* **Text passage**:
=-=-=

Analysis and design of high speed interconnects

Guoan Zhong, Purdue University

Abstract

As the semiconductor technology continues to scale down, the parasitic effects of interconnects have begun to manifest themselves in interconnect delay and signal integrity due to the ever increasing die size and clock frequency. Consequently, interconnects have become the primary limit on system performance. In this thesis, we concentrate on the modeling, analysis, and design of high speed VLSI interconnects, with an emphasis on the on-chip inductive effects. We derive a new exact closed form formula for the extraction of on-chip mutual inductances. The new formula is numerically more stable than other exact formulas in the literature, and it forms the backbone of a new inductance extraction tool. We propose a new efficient and accurate on-chip inductance model, which uses the original inductance to exploit the sparsity of the reluctance matrix (inverse of the inductance matrix). We also propose an efficient and systematic method to determine the sparsity pattern using a reluctance-based metric. We propose a new metric for quantifying the long-range effect of inductive coupling. It considers both the shielding effect of inductance and the damping effect of resistance. It is used to analyze the effectiveness of shields on reducing inductive coupling. We propose a novel twisted-bundle layout structure for minimizing inductive coupling noise. In the twisted bundle layout structure, a group of signal nets intertwine with a ground line such that the magnetic fluxes arising from a signal net within the twisted group cancel each other.

=-=-=

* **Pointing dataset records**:
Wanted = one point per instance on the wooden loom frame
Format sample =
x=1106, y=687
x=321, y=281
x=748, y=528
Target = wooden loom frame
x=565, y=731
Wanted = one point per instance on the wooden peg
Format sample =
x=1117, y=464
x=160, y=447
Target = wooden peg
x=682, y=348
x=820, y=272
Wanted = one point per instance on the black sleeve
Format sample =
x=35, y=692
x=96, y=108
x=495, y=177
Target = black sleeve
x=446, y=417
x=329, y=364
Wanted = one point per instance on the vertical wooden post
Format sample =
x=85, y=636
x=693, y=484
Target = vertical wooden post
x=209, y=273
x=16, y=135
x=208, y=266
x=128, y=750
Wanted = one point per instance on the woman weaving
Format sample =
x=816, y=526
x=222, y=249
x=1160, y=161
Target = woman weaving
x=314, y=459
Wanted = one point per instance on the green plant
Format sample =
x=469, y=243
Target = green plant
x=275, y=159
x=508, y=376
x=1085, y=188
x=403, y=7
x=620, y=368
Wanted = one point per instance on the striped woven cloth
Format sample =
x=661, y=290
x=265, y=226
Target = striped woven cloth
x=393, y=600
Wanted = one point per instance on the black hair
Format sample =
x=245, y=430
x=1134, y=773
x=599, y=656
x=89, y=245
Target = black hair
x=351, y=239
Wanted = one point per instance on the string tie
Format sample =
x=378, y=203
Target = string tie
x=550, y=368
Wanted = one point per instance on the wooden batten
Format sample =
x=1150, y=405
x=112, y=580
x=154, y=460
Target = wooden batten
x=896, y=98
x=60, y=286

=-=-=

* **Written task**: Summarize the abstract above on high speed interconnects in two sentences.

* **Exercise result**: As semiconductor technology scales down, parasitic effects of interconnects have made them the primary limit on system performance, so this thesis focuses on modeling, analyzing, and designing high speed VLSI interconnects, with emphasis on on-chip inductive effects. It derives a numerically stable exact formula for extracting on-chip mutual inductances, proposes a sparse reluctance-based inductance model and a metric for the long-range effect of inductive coupling, and introduces a twisted-bundle layout structure in which magnetic fluxes cancel to minimize inductive coupling noise.